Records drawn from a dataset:
*****

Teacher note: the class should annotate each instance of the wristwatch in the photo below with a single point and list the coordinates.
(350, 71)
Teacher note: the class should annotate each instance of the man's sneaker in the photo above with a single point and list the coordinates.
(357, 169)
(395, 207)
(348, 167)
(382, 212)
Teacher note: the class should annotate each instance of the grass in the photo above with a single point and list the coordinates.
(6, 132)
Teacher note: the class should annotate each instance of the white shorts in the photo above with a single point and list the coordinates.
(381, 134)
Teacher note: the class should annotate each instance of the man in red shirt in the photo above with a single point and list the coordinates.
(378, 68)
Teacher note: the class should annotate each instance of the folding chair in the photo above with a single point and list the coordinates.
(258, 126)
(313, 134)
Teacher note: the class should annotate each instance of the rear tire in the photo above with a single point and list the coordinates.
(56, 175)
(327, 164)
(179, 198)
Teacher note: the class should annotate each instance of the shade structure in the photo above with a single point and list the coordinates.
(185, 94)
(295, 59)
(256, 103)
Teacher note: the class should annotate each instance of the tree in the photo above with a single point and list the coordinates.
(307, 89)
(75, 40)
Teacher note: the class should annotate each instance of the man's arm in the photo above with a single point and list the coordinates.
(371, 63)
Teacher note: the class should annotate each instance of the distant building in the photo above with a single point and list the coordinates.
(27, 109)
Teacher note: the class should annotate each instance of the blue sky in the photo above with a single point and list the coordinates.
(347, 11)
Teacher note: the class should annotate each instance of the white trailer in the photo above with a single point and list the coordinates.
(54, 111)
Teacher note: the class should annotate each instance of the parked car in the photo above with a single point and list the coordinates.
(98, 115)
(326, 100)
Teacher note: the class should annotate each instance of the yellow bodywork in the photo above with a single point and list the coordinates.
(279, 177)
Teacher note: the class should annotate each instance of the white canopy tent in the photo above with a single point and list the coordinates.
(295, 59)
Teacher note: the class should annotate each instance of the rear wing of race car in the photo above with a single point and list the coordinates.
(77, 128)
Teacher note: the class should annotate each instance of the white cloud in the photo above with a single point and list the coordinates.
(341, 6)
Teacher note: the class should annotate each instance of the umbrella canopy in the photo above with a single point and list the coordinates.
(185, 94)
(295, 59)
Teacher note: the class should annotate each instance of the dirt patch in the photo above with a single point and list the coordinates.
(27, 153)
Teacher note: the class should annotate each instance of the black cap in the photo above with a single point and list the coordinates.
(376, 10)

*****

> What is expected
Your answer is the line containing "of the yellow" plus every line after it through the end of the entries, given again exactly and alone.

> Result of this exercise
Teacher note: the class should annotate each instance of the yellow bodywork in the photo above with a single point and list the coordinates.
(279, 177)
Teacher note: the class should annotate each instance of the white canopy tent in the photo above with a single point and list the coordinates.
(295, 59)
Teacher note: the class should annotate each instance of the rear wing of race car in the photo above with a single point and list the coordinates.
(77, 128)
Teacher note: the class should annotate each instance of the white cloud in the photo above with a single point and list the coordinates.
(341, 6)
Teacher note: the class should annotate each instance of the umbrella canopy in the photo above with a single point and list the coordinates.
(185, 94)
(295, 59)
Teacher note: the class should annotate each instance of the dirt patch in the photo above with a single point and list the coordinates.
(27, 153)
Teacher note: the class should annotate each instance of the black cap in the photo above with a single point and list the coordinates.
(376, 10)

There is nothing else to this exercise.